→ Data provided:
┏━━

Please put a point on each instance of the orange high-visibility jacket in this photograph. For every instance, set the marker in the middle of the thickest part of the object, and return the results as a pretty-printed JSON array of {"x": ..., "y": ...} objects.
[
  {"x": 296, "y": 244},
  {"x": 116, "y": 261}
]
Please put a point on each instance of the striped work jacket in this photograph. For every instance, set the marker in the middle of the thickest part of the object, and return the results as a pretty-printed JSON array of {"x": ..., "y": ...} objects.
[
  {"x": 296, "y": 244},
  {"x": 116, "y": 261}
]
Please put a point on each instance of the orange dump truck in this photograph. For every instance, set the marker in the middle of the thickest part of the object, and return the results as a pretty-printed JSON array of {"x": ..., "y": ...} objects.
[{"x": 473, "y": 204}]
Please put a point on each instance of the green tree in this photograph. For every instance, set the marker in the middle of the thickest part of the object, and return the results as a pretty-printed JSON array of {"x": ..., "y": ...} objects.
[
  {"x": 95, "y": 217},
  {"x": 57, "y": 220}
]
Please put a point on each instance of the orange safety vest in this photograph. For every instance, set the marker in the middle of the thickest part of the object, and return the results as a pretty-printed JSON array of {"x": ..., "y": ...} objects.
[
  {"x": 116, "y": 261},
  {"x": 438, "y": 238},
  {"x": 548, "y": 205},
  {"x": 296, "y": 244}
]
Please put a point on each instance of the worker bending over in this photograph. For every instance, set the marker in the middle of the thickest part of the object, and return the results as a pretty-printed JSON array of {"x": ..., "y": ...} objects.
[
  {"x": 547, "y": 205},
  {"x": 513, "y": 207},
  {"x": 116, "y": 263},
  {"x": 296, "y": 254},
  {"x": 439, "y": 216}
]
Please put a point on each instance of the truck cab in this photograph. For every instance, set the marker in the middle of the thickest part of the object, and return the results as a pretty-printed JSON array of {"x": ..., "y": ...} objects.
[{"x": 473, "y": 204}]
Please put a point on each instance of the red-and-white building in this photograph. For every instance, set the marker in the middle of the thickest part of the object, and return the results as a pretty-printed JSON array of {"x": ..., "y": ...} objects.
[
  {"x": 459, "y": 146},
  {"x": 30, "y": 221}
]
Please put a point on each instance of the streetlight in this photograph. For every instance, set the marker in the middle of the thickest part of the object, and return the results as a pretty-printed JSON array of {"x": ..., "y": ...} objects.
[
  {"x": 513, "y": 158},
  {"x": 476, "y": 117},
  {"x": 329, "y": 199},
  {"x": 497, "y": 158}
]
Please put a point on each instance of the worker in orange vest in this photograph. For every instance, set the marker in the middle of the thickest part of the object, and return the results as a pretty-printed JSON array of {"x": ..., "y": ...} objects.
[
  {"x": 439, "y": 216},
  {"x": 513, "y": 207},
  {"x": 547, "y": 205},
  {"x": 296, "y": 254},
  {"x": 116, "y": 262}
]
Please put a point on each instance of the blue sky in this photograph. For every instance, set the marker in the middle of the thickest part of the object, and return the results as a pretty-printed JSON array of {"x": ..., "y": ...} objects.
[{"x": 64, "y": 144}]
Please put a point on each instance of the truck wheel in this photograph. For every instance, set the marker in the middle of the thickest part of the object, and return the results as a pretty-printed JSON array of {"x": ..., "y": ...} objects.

┗━━

→ Required action:
Using the material above, output each line exactly as it appears.

→ Exercise solution:
Please put a point on each instance of the orange high-visibility jacket in this photograph. For every instance, set the marker in the middle of the thickest part of the object, and return the results as a pretty-printed JSON array of {"x": ..., "y": ...} objects.
[
  {"x": 296, "y": 244},
  {"x": 116, "y": 261}
]
Please put a point on each instance of the striped work jacket in this photograph. For every instance, set the marker in the middle of the thickest part of the object, and return the results as a pretty-printed JSON array of {"x": ..., "y": ...} objects.
[
  {"x": 296, "y": 244},
  {"x": 116, "y": 261}
]
Please put a point on each instance of the orange dump truck in this photograph. For every instance, set the marker in the middle of the thickest part of the object, and return the results as a pretty-printed JSON array of {"x": ..., "y": ...} objects.
[{"x": 473, "y": 204}]
Please put a point on each instance of the green tree in this photograph. For every instance, set the marker in the middle of the thickest part of the object, and return the results as a pretty-printed JSON array of {"x": ..., "y": ...} objects.
[
  {"x": 95, "y": 217},
  {"x": 57, "y": 220}
]
Please put a point on each instance of the orange safety vest in this photograph. For every instance, set the marker in the middle of the thickest part of the object, and return the results as a pretty-printed JSON array of {"x": ..., "y": ...} objects.
[
  {"x": 116, "y": 261},
  {"x": 438, "y": 238},
  {"x": 548, "y": 205},
  {"x": 296, "y": 244}
]
Please put a point on each instance of the worker bending over in this photograph. For every instance, set the marker in the middle of the thickest part of the object, and return the results as a pretty-printed JSON array of {"x": ..., "y": ...} objects.
[
  {"x": 547, "y": 205},
  {"x": 513, "y": 207},
  {"x": 116, "y": 263},
  {"x": 296, "y": 254},
  {"x": 439, "y": 216}
]
Please put a point on each instance of the truck cab in this photograph. For every instance, set the marker in the middle of the thickest part of the object, and return the results as a pretty-printed JSON array of {"x": ..., "y": ...} objects.
[{"x": 473, "y": 204}]
Please put a point on each instance of the red-and-white building in this photograph. For every instance, set the marker in the middle of the thickest part of the object, and return the results as a pretty-printed JSON array of {"x": ..., "y": ...} objects.
[
  {"x": 459, "y": 146},
  {"x": 30, "y": 221}
]
Please put a point on each instance of the streetlight in this photograph. For every instance, set the marker in the middle of the thickest part of the object, and return the results as a pretty-printed JSON array of {"x": ..., "y": ...} objects.
[
  {"x": 513, "y": 158},
  {"x": 476, "y": 117},
  {"x": 329, "y": 199},
  {"x": 497, "y": 158}
]
Please put a point on each instance of the worker in orange vest in this photograph. For every instance, set the marker in the middle of the thickest part of the object, and return the results as a pretty-printed JSON array of {"x": ..., "y": ...} objects.
[
  {"x": 439, "y": 216},
  {"x": 513, "y": 207},
  {"x": 547, "y": 205},
  {"x": 296, "y": 254},
  {"x": 116, "y": 262}
]
Please put a point on each instance of the blue sky in this photograph. For every instance, set the marker in the middle of the thickest part of the object, and return the results as a pretty-printed JSON array of {"x": ..., "y": ...} objects.
[{"x": 64, "y": 144}]
Please put a point on each instance of the truck wheel in this photograph. For every instance, set the marker in the middle of the thickest part of the object, and return the results as a pretty-printed JSON array of {"x": ..., "y": ...} objects.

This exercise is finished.